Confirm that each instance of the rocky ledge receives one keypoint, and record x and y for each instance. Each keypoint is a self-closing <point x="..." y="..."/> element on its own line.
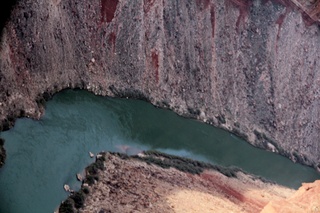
<point x="156" y="182"/>
<point x="2" y="153"/>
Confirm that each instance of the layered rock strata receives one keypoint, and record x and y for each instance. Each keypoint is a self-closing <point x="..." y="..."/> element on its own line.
<point x="250" y="67"/>
<point x="129" y="184"/>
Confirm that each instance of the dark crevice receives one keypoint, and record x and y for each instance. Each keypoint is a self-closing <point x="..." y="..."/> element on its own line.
<point x="5" y="12"/>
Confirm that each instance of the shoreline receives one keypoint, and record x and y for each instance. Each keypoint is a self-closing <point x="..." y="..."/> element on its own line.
<point x="158" y="182"/>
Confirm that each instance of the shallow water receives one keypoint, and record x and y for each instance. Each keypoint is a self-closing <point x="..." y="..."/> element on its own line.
<point x="44" y="155"/>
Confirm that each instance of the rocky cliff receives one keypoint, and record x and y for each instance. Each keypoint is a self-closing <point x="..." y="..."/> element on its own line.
<point x="246" y="66"/>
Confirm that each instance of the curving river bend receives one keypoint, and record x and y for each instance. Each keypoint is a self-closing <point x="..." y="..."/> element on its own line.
<point x="44" y="155"/>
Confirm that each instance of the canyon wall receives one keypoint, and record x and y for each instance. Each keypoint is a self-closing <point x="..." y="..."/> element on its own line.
<point x="247" y="66"/>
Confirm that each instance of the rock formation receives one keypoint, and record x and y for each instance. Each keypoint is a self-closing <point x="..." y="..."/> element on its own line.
<point x="2" y="153"/>
<point x="247" y="66"/>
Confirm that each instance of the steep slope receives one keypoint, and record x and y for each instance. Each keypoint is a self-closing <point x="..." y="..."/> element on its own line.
<point x="247" y="66"/>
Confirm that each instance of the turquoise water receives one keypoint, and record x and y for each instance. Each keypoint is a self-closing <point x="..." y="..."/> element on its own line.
<point x="44" y="155"/>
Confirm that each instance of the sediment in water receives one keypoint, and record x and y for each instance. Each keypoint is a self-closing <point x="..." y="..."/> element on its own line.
<point x="150" y="181"/>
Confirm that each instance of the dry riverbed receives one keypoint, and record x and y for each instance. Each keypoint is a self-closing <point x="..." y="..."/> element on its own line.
<point x="156" y="182"/>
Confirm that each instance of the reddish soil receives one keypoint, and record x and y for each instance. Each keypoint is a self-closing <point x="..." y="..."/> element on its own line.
<point x="131" y="185"/>
<point x="108" y="8"/>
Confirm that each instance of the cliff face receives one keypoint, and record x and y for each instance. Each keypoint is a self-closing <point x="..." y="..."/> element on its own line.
<point x="247" y="66"/>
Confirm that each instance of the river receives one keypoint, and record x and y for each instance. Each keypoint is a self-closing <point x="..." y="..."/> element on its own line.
<point x="44" y="155"/>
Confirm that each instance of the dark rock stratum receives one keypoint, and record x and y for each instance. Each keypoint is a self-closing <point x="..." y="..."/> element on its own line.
<point x="251" y="67"/>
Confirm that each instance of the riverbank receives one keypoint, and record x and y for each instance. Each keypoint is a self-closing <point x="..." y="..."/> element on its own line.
<point x="156" y="182"/>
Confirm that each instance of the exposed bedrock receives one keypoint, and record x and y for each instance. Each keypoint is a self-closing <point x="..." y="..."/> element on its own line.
<point x="251" y="67"/>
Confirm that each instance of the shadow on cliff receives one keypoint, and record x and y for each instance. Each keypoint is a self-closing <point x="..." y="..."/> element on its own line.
<point x="5" y="11"/>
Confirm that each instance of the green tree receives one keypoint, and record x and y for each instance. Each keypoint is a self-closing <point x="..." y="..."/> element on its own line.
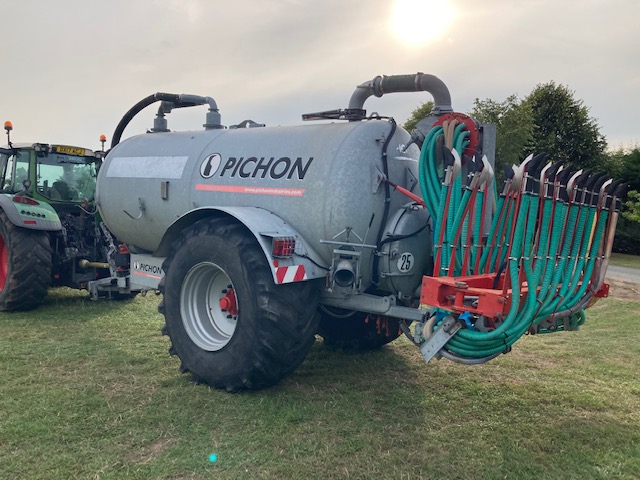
<point x="563" y="128"/>
<point x="514" y="127"/>
<point x="423" y="111"/>
<point x="632" y="211"/>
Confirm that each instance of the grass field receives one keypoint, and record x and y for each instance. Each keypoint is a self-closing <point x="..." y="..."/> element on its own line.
<point x="625" y="260"/>
<point x="87" y="390"/>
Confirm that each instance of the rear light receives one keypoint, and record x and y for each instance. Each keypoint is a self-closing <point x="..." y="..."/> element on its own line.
<point x="283" y="247"/>
<point x="25" y="200"/>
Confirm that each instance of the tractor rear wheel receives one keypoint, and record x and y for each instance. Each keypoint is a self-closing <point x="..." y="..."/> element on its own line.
<point x="350" y="330"/>
<point x="25" y="266"/>
<point x="228" y="322"/>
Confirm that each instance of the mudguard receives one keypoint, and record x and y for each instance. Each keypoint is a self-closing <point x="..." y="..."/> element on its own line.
<point x="304" y="264"/>
<point x="36" y="216"/>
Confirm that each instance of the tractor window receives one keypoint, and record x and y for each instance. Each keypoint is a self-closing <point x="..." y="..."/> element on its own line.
<point x="66" y="177"/>
<point x="14" y="170"/>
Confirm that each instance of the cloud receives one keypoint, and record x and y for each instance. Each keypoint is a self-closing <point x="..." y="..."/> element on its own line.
<point x="77" y="69"/>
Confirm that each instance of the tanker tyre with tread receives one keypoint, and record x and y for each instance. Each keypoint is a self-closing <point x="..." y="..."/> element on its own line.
<point x="356" y="330"/>
<point x="25" y="266"/>
<point x="253" y="347"/>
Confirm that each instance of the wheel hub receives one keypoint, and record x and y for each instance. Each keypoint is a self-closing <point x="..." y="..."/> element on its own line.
<point x="228" y="302"/>
<point x="208" y="306"/>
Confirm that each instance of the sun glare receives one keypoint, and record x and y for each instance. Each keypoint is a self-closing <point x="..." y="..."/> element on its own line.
<point x="417" y="22"/>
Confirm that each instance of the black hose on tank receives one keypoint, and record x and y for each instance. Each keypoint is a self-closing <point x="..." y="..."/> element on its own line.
<point x="137" y="108"/>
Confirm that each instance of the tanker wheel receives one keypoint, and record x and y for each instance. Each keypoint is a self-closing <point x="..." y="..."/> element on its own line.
<point x="228" y="322"/>
<point x="351" y="330"/>
<point x="25" y="266"/>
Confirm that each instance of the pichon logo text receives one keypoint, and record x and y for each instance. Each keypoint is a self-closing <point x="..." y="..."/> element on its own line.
<point x="275" y="168"/>
<point x="145" y="267"/>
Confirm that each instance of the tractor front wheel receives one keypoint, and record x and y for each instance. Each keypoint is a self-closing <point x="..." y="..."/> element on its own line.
<point x="228" y="322"/>
<point x="25" y="266"/>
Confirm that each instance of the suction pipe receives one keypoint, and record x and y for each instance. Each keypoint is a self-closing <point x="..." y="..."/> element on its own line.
<point x="418" y="82"/>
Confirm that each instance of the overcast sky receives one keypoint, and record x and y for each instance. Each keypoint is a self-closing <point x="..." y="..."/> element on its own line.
<point x="72" y="68"/>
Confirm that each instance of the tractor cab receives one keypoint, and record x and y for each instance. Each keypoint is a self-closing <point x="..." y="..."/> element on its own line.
<point x="57" y="174"/>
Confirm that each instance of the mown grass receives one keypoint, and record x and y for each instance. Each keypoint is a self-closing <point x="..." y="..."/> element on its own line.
<point x="87" y="390"/>
<point x="625" y="260"/>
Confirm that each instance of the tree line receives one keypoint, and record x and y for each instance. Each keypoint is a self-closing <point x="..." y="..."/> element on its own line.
<point x="552" y="120"/>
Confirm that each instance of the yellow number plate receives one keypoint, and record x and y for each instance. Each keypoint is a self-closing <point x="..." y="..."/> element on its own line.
<point x="69" y="150"/>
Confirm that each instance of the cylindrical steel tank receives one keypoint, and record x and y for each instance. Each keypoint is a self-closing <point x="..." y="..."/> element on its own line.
<point x="322" y="179"/>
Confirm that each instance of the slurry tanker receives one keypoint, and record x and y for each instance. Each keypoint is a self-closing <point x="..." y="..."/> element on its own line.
<point x="260" y="237"/>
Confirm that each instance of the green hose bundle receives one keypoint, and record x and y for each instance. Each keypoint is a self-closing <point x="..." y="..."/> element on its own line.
<point x="544" y="243"/>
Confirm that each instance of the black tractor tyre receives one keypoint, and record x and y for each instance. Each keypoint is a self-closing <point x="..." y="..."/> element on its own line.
<point x="25" y="266"/>
<point x="253" y="347"/>
<point x="350" y="330"/>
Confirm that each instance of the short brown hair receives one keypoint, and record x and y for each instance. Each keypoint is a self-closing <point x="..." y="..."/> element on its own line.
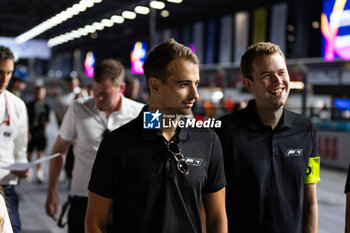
<point x="159" y="59"/>
<point x="258" y="49"/>
<point x="5" y="53"/>
<point x="109" y="69"/>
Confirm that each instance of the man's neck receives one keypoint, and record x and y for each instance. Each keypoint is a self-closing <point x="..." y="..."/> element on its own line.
<point x="115" y="109"/>
<point x="172" y="122"/>
<point x="269" y="116"/>
<point x="170" y="132"/>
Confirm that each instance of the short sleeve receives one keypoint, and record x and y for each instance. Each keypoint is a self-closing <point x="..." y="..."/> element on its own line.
<point x="4" y="215"/>
<point x="21" y="140"/>
<point x="216" y="175"/>
<point x="104" y="172"/>
<point x="68" y="127"/>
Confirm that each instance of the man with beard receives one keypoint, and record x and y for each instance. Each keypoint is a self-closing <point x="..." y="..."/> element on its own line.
<point x="157" y="178"/>
<point x="269" y="153"/>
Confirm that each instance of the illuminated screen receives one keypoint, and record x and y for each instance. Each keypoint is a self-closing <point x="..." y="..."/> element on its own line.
<point x="335" y="27"/>
<point x="342" y="104"/>
<point x="89" y="64"/>
<point x="138" y="56"/>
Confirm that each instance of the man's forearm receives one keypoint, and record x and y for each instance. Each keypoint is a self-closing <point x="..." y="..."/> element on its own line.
<point x="310" y="218"/>
<point x="56" y="166"/>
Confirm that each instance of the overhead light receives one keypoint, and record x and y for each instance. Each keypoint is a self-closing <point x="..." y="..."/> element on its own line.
<point x="175" y="1"/>
<point x="55" y="20"/>
<point x="98" y="25"/>
<point x="117" y="19"/>
<point x="157" y="5"/>
<point x="164" y="13"/>
<point x="129" y="14"/>
<point x="107" y="22"/>
<point x="316" y="24"/>
<point x="143" y="10"/>
<point x="90" y="28"/>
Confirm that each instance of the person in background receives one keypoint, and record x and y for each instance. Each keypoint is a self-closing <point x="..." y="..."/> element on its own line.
<point x="13" y="136"/>
<point x="146" y="175"/>
<point x="61" y="105"/>
<point x="270" y="153"/>
<point x="5" y="223"/>
<point x="62" y="102"/>
<point x="132" y="88"/>
<point x="347" y="208"/>
<point x="17" y="86"/>
<point x="86" y="122"/>
<point x="38" y="114"/>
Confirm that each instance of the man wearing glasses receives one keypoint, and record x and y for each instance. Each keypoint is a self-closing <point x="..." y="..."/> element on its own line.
<point x="86" y="122"/>
<point x="13" y="136"/>
<point x="157" y="180"/>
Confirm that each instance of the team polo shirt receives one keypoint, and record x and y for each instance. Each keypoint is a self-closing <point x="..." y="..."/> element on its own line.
<point x="134" y="167"/>
<point x="265" y="170"/>
<point x="347" y="186"/>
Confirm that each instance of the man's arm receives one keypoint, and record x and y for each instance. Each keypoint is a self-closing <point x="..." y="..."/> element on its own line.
<point x="56" y="165"/>
<point x="215" y="212"/>
<point x="310" y="209"/>
<point x="347" y="214"/>
<point x="97" y="213"/>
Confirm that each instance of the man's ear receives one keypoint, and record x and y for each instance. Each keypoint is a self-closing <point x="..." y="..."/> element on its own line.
<point x="122" y="87"/>
<point x="248" y="83"/>
<point x="153" y="85"/>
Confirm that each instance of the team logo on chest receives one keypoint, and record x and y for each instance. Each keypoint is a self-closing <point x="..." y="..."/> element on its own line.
<point x="294" y="152"/>
<point x="194" y="161"/>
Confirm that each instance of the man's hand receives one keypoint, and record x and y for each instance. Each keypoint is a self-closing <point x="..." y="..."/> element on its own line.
<point x="52" y="204"/>
<point x="21" y="173"/>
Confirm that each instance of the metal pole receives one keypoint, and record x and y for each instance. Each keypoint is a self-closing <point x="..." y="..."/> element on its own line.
<point x="152" y="27"/>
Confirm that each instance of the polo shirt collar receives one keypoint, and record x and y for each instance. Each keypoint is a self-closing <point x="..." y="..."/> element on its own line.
<point x="148" y="134"/>
<point x="256" y="123"/>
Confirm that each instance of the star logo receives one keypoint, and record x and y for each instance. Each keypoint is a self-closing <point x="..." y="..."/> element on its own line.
<point x="151" y="120"/>
<point x="156" y="115"/>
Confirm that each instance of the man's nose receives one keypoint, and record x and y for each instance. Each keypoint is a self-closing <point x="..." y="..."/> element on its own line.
<point x="276" y="78"/>
<point x="194" y="93"/>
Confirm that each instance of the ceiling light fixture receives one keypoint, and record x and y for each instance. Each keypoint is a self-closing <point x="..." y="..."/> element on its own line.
<point x="56" y="20"/>
<point x="117" y="19"/>
<point x="143" y="10"/>
<point x="157" y="5"/>
<point x="164" y="13"/>
<point x="129" y="14"/>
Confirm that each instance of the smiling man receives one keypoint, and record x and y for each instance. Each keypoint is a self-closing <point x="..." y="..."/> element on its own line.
<point x="269" y="153"/>
<point x="157" y="179"/>
<point x="86" y="123"/>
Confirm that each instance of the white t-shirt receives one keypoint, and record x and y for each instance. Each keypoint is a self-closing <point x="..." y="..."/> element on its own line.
<point x="62" y="102"/>
<point x="13" y="135"/>
<point x="5" y="216"/>
<point x="85" y="124"/>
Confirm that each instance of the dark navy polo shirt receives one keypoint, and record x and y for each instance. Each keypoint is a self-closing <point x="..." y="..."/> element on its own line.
<point x="134" y="167"/>
<point x="347" y="186"/>
<point x="265" y="170"/>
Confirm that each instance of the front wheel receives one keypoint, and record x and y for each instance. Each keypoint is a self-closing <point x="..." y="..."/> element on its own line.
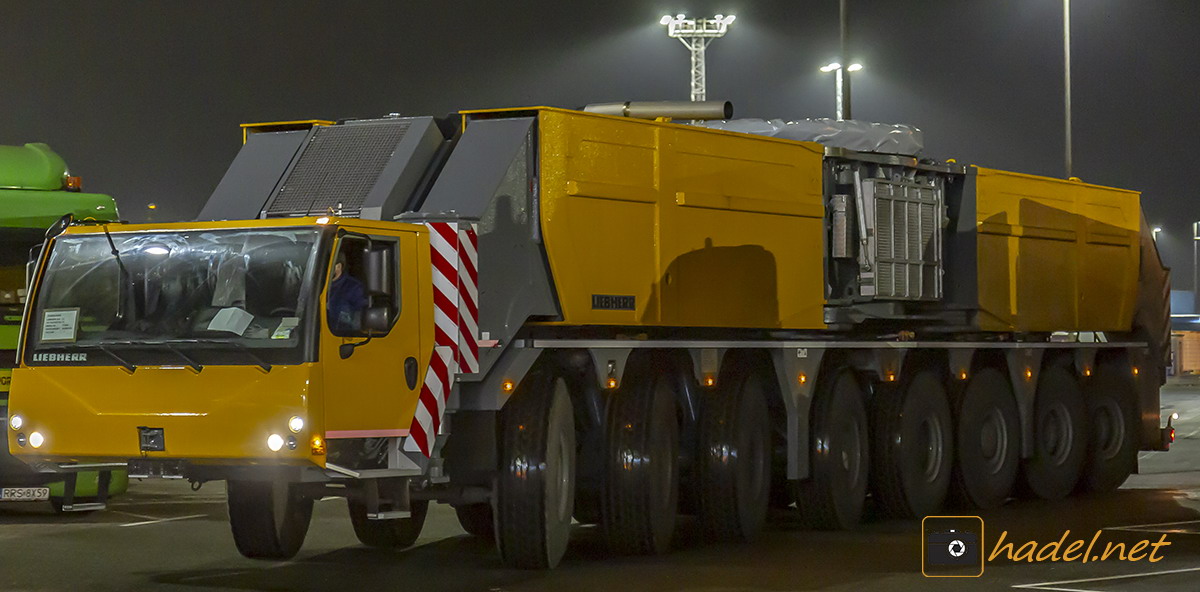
<point x="269" y="519"/>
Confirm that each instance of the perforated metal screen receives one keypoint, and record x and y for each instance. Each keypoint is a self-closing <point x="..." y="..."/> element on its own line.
<point x="339" y="167"/>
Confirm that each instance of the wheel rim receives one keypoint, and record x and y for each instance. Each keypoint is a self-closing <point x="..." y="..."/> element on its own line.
<point x="929" y="440"/>
<point x="1108" y="429"/>
<point x="558" y="485"/>
<point x="994" y="441"/>
<point x="851" y="450"/>
<point x="1055" y="432"/>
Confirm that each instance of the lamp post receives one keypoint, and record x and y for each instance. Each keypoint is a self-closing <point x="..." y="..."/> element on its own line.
<point x="1066" y="76"/>
<point x="696" y="34"/>
<point x="843" y="107"/>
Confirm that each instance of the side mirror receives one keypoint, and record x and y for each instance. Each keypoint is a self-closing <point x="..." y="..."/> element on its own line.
<point x="59" y="226"/>
<point x="377" y="320"/>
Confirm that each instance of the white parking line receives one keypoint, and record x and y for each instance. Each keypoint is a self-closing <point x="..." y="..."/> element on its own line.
<point x="165" y="520"/>
<point x="1055" y="585"/>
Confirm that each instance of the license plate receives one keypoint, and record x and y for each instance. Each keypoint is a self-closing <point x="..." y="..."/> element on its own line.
<point x="24" y="494"/>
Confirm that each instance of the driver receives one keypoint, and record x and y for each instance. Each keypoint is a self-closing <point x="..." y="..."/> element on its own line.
<point x="346" y="299"/>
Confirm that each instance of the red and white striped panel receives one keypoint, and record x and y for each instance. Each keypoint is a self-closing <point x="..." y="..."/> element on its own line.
<point x="468" y="299"/>
<point x="427" y="417"/>
<point x="454" y="253"/>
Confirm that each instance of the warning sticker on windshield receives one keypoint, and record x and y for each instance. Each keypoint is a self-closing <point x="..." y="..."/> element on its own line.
<point x="60" y="326"/>
<point x="286" y="326"/>
<point x="232" y="320"/>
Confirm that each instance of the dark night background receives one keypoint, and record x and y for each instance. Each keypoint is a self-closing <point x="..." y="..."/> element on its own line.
<point x="143" y="99"/>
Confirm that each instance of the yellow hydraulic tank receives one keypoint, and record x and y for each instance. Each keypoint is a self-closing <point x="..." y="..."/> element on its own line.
<point x="658" y="223"/>
<point x="1055" y="255"/>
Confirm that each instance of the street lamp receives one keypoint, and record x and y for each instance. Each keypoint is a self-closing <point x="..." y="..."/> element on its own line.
<point x="696" y="34"/>
<point x="833" y="66"/>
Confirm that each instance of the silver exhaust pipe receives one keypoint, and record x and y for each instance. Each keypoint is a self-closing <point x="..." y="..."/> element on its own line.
<point x="673" y="109"/>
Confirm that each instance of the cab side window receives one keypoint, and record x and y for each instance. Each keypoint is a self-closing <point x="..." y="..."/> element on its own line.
<point x="364" y="288"/>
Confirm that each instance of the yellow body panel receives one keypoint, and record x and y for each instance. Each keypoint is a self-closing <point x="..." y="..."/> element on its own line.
<point x="90" y="413"/>
<point x="1055" y="255"/>
<point x="702" y="227"/>
<point x="225" y="413"/>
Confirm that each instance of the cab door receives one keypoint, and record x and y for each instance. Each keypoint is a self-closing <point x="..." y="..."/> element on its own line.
<point x="372" y="392"/>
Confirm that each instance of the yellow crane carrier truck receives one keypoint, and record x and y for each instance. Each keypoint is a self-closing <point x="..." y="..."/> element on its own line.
<point x="538" y="315"/>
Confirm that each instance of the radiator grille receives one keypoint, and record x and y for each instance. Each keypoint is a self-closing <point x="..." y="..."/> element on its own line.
<point x="339" y="167"/>
<point x="907" y="239"/>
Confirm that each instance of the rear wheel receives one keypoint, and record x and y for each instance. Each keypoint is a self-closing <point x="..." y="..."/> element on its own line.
<point x="733" y="458"/>
<point x="477" y="519"/>
<point x="394" y="533"/>
<point x="1113" y="446"/>
<point x="269" y="519"/>
<point x="833" y="496"/>
<point x="535" y="489"/>
<point x="641" y="494"/>
<point x="989" y="442"/>
<point x="913" y="447"/>
<point x="1060" y="436"/>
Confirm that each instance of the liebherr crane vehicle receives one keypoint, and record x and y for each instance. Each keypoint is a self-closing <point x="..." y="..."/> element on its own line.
<point x="539" y="314"/>
<point x="35" y="190"/>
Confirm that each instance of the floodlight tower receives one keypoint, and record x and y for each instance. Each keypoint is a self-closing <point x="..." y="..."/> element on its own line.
<point x="696" y="34"/>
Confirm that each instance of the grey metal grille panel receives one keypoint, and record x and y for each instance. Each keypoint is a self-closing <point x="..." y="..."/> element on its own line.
<point x="907" y="239"/>
<point x="339" y="167"/>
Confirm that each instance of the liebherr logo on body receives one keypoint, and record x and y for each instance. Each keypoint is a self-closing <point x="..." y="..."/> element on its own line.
<point x="60" y="357"/>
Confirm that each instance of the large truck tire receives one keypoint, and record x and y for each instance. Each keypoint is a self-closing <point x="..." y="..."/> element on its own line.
<point x="733" y="458"/>
<point x="913" y="447"/>
<point x="1060" y="436"/>
<point x="477" y="519"/>
<point x="535" y="486"/>
<point x="988" y="442"/>
<point x="1113" y="418"/>
<point x="269" y="519"/>
<point x="641" y="491"/>
<point x="835" y="491"/>
<point x="391" y="533"/>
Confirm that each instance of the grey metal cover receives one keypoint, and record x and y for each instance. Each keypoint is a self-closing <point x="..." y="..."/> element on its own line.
<point x="850" y="135"/>
<point x="252" y="177"/>
<point x="337" y="169"/>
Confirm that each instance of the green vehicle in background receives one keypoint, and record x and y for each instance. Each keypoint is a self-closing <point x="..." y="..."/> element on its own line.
<point x="36" y="190"/>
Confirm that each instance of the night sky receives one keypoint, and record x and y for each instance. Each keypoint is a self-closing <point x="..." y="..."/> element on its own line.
<point x="143" y="99"/>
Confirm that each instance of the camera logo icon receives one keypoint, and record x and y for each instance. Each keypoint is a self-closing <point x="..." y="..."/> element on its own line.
<point x="952" y="546"/>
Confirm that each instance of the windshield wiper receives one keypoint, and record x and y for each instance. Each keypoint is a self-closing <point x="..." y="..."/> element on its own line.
<point x="241" y="347"/>
<point x="195" y="365"/>
<point x="129" y="368"/>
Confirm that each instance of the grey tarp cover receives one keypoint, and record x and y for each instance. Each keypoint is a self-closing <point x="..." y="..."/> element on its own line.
<point x="851" y="135"/>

* [Problem statement]: Please quote nothing but the lines from the line with "Confirm that each instance of the liebherr logo" through the end of the data above, exactly as written, ends included.

* [Expected output]:
Confirm that each instance of the liebherr logo on body receives one keypoint, and record x and y for each instance. Each keypoint is a self-closing <point x="..." y="..."/> element on its own line.
<point x="60" y="357"/>
Confirm that each instance of the large truck tire receives one keypoint, and record x and y for each instance. Each keypoint is a self-closing <point x="..." y="..."/> element on its own line.
<point x="733" y="458"/>
<point x="913" y="447"/>
<point x="1060" y="436"/>
<point x="477" y="519"/>
<point x="535" y="486"/>
<point x="988" y="442"/>
<point x="1113" y="418"/>
<point x="269" y="519"/>
<point x="641" y="491"/>
<point x="835" y="491"/>
<point x="391" y="533"/>
Confirm that each instance of the grey metal cover receives one keypoint, and record x and y for each instance. Each keypoint is a self-closing <point x="..." y="..."/> element on its own line.
<point x="850" y="135"/>
<point x="252" y="177"/>
<point x="337" y="169"/>
Confirm that each instance of the green vehicle in background receives one keypoint, and record x and y for each instance. Each keypoint is a self-closing <point x="..." y="..."/> element on its own line.
<point x="36" y="190"/>
Confirm that each instance of the night sky receives one keypoint, and record x and y for each instance. Each keypoint is a self-closing <point x="..." y="..."/> element on its own line.
<point x="143" y="99"/>
Confirm that each instance of the camera logo icon receives one keypoint, and record x and y for each instance. Each keypoint is a self-closing <point x="..." y="..."/> element on its own line.
<point x="952" y="546"/>
Confirm that each instance of the windshield wiper receives one keypoint, and record x and y for each instance. Each keypoint is a self-closing <point x="..." y="..."/> element on its own line.
<point x="241" y="347"/>
<point x="195" y="365"/>
<point x="129" y="368"/>
Confirm that each instance of the grey tarp cover receives one keypoint, and record x and y for each instance. Each keypoint is a self-closing <point x="..." y="..."/> element on its own line.
<point x="851" y="135"/>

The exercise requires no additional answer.